Tübingen · Coronavirus
Jetzt gibt es doch zwei Fälle
Am Mittwochmittag gab das Klinikum bekannt, dass die Reisebegleiterin des Göppinger Infizierten und ihr Vater, ein Tübinger Pathologe, positiv getestet wurden.
Um 14 Uhr hatte man im Klinikum dann das Ergebnis. Beide Patienten wurden positiv auf das Coronavirus getestet. Dabei geht es den Patienten bisher gut, die junge Frau hat leichte grippale Symptome und Halsschmerzen, ihr 60-jähriger Vater fühlt sich gesund. Dennoch müssen sie nun 14 Tage auf der Quarantänestation ausharren.
Einen nicht unbedeutenden Nebeneffekt fürs Klinikum gab Klinikchef Prof. Michael Bamberg am Mittwoch bei der eilends am Nachmittag einberufenen Pressekonferenz bekannt: Der 60-Jährige ist nicht nur Patient, sondern auch im Uniklinikum beschäftigt: als Oberarzt im Pathologischen Institut. Dass damit der direkte Kontakt zu Patienten ausgeschlossen ist, wurde mit Erleichterung quittiert. Die Zahl der Kontaktpersonen hält sich damit in einigermaßen engen Grenzen. Man habe, so Krankenhaushygieniker Dr. Jan Liese, hier die Situation, dass die „Infektionskette absolut bekannt“ sei. Das unterscheide die hiesigen Verhältnisse von den Regionen, in denen die Erkrankung sich lange unerkannt verbreiteten konnte.

⁂

Zur Aufgabe:
Schreibe den Bericht über die Coronafälle in Tübingen weiter, und zwar im Anschluss an seinen letzten Satz.

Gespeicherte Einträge
⁂

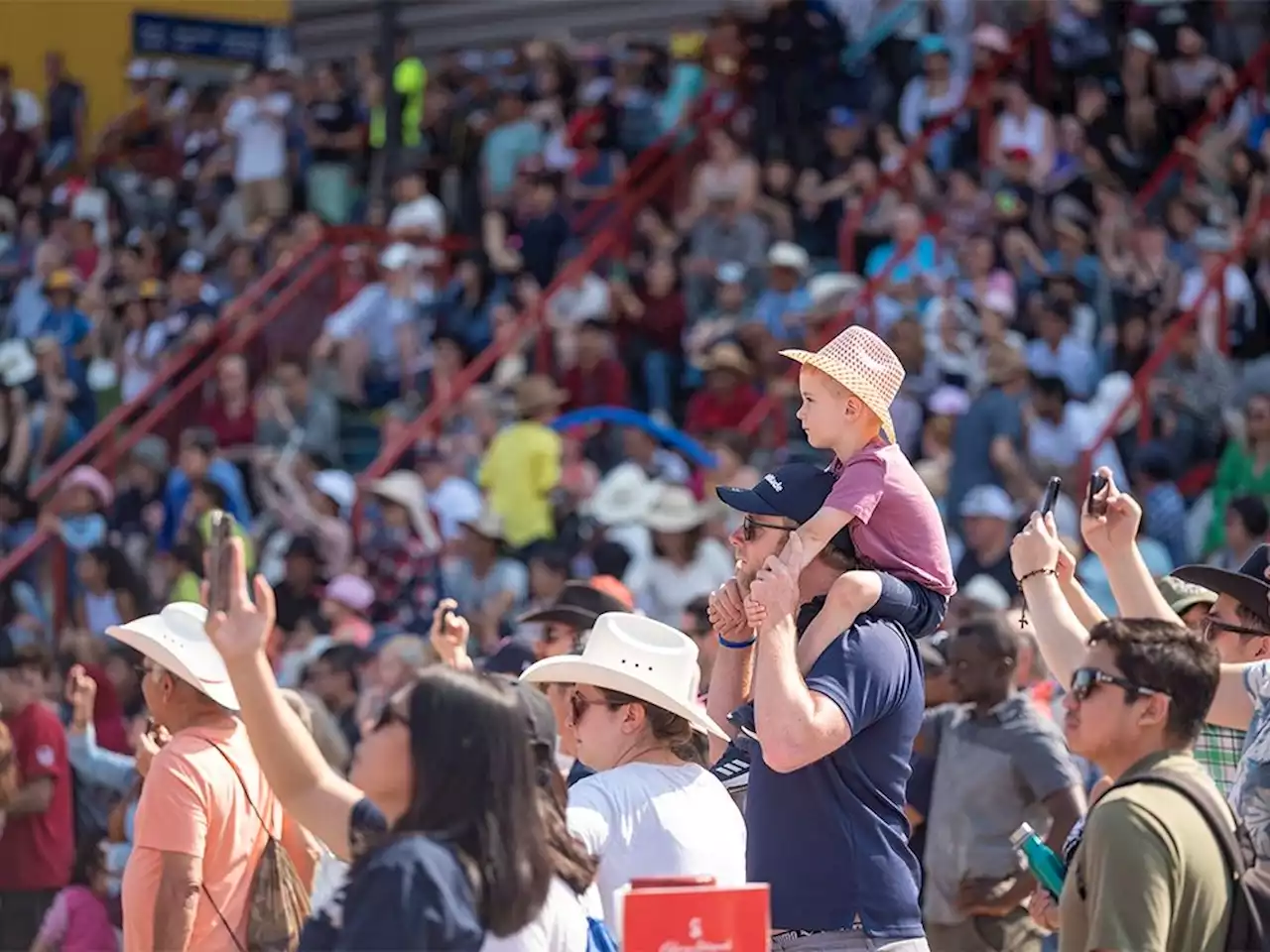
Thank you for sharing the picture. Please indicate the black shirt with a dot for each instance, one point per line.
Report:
(334, 118)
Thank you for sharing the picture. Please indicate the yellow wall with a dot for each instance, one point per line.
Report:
(95, 39)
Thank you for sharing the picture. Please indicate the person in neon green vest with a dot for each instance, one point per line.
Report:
(411, 81)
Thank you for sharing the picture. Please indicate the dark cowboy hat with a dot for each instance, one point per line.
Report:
(576, 606)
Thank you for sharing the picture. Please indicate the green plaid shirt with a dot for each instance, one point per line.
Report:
(1218, 749)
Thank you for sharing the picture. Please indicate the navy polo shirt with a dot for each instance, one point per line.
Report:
(832, 838)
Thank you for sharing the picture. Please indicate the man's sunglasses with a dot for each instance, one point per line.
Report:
(751, 526)
(1211, 626)
(1086, 680)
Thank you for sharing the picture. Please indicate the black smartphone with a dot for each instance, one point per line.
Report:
(218, 561)
(1047, 503)
(1096, 503)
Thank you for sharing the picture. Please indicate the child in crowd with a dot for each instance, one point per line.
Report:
(79, 919)
(847, 389)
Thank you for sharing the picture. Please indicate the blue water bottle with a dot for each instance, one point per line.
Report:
(1042, 861)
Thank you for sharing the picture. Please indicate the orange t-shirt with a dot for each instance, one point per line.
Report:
(191, 802)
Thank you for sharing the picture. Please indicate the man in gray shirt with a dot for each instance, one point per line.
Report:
(998, 763)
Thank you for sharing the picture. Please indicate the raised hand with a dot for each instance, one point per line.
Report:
(243, 631)
(1115, 532)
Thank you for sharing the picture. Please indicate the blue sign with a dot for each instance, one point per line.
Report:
(234, 41)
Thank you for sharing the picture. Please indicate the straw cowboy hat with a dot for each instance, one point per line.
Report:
(407, 490)
(639, 656)
(538, 394)
(621, 498)
(862, 363)
(726, 357)
(675, 509)
(177, 642)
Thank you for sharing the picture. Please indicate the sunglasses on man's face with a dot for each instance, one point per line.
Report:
(1086, 680)
(751, 526)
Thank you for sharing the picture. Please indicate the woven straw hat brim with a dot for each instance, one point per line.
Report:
(858, 385)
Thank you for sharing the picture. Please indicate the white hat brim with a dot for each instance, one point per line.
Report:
(169, 640)
(855, 385)
(574, 669)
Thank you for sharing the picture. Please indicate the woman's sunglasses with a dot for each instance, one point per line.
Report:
(1086, 680)
(751, 526)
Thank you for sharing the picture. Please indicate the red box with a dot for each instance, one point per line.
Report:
(698, 918)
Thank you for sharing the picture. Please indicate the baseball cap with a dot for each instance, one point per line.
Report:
(793, 492)
(1248, 585)
(1184, 595)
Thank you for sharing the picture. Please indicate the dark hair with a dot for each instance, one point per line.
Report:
(672, 729)
(475, 785)
(1167, 657)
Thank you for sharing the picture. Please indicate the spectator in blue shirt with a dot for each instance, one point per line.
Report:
(199, 461)
(825, 809)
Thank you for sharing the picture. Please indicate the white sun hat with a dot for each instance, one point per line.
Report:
(862, 363)
(177, 642)
(675, 509)
(621, 498)
(639, 656)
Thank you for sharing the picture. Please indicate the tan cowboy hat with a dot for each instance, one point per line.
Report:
(638, 656)
(177, 642)
(726, 357)
(862, 363)
(675, 509)
(408, 492)
(536, 394)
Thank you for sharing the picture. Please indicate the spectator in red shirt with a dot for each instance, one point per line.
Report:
(37, 846)
(728, 395)
(597, 379)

⁂

Lösung folgt:
Die Studentin hatte seit ihrer Rückkehr Kontakt zu gerade mal zwei Kommilitonen. Bei ihrem Vater ist der Kontaktpersonenkreis, der in die Kategorien 1 (eng) und 2 (nicht so eng) eingeteilt wird, schon größer. Er hatte am Montag an einer Tumorkonferenz mit anderen Oberärzten des Klinikums teilgenommen, deshalb müssen nun zwölf seiner Kolleginnen und Kollegen vorerst bei regelmäßiger Selbstüberwachung in häuslicher Quarantäne bleiben. Bisher wurden bei keinem von ihnen Symptome festgestellt. Außerdem werden von den achtzig Mitarbeitern der Pathologie 25 ebenfalls von der Arbeit suspendiert und zur regelmäßigen Kontrolle angehalten.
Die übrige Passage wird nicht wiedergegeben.